EXERCISE REQUIREMENTS:
1 - Answer each question below from the Office 365 migration text.
(a) What peak velocity was chosen in the examples?
(b) What does the green line signify in the first example?
(c) Which technical work begins first, and why?
2 - Output the passage of the Office 365 migration text between "Today’s migrations should" and "a known goal.", inclusive, copied word for word.

PROVIDED TEXT:
▼

The amount of time it will take to pre-synchronize data will be unpredictable. We may achieve up to a terabyte or more per day overall but might find at some points in the day throttling limits both on-premises and in Office 365 slow down data migration, or some data, such as mailboxes with high item counts or file shares with many small files take longer to migrate and are slower than expected. 

Therefore, pre-synchronization of data lets us de-couple the time it takes from scheduling migration dates for users. Hybrid mailbox moves will only affect the user at the time of the migration switch, not during the initial sync. File migrations to OneDrive for Business can be performed in the background, too. 

In the below example for a smaller organization, you’ll see the green line signifying our initial data sync performed in advance of the migrations. During these initial syncs, we perform our pilot migration activities, before performing two large switches of users to Office 365. 

Graph showing how long it takes to migrate to Office 365

In the second example below, we can see a large migration, where we again begin with a pilot, then allow time to synchronize our first batches and collate feedback from the pilot, before ramping up the migration, first to the same size as the pilot, before doubling it several times until we’ve reached our peak migration velocity.

Graph showing velocity of speed when migrating to Office 365

You’ll see that the migration throughput tails off much earlier than the end of the migration, as we’re looking to get as much data pre-synchronized as possible. In the examples above, around 1000 mailboxes per day have been chosen as the peak velocity. This is achievable by most organizations, as switches of mailboxes, for example, will not require re-synchronization of data. Many achieve much higher velocities without requiring legions of IT support teams at the ready. The purpose of ramping up is to gradually prove the theory that support overhead will be low. 

Building a timeline and a roadmap 

Earlier in the article, we talked about early days of Office 365 migrations, where Exchange was the key workload and at some point, people would get round to planning everything else. 

Today’s migrations should be different and outcome-based; therefore, we have the opportunity to build out a more comprehensive plan to achieve the outcome. 

In the example below, the aim is to begin activities as soon as possible. This means that Identity will be the first technical work to begin, as everything else depends upon it. The user adoption activities will also begin as, because we have a timeline and desired outcome, they can work towards a known goal.

▲

GIVEN RECORDS:
▼

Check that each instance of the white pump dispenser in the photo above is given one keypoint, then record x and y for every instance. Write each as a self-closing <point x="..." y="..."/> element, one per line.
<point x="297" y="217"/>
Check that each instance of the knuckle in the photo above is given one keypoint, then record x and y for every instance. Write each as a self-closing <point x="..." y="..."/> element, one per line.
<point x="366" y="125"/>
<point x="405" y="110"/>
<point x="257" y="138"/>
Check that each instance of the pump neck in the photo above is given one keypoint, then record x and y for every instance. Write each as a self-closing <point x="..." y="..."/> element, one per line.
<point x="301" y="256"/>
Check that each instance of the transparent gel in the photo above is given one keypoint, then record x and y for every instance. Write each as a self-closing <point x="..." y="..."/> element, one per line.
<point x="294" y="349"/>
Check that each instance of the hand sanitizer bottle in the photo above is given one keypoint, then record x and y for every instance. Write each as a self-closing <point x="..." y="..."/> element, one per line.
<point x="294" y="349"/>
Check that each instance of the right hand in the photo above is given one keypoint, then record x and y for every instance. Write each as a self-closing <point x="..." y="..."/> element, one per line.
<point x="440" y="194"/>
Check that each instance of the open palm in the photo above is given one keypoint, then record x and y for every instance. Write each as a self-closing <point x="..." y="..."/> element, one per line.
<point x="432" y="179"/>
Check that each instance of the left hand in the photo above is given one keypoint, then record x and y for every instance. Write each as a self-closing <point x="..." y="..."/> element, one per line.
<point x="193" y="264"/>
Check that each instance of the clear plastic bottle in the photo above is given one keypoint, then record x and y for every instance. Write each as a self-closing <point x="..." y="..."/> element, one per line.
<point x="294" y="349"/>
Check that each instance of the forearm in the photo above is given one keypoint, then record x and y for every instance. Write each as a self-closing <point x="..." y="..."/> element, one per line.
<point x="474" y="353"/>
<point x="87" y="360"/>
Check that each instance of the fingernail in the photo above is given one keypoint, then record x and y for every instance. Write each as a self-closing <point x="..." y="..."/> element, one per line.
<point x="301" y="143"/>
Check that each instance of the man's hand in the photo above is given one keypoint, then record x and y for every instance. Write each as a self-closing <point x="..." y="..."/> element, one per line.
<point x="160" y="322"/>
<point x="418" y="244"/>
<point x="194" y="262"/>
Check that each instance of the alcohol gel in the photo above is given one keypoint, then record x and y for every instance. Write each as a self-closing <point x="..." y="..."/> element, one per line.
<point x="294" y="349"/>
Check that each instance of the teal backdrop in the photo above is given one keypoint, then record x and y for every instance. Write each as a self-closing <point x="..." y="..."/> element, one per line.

▲

OUTPUTS:
1 -
(a) Around 1000 mailboxes per day.
(b) The initial data sync performed in advance of the migrations.
(c) Identity, because everything else depends upon it.

2 -
Today’s migrations should be different and outcome-based; therefore, we have the opportunity to build out a more comprehensive plan to achieve the outcome. 

In the example below, the aim is to begin activities as soon as possible. This means that Identity will be the first technical work to begin, as everything else depends upon it. The user adoption activities will also begin as, because we have a timeline and desired outcome, they can work towards a known goal.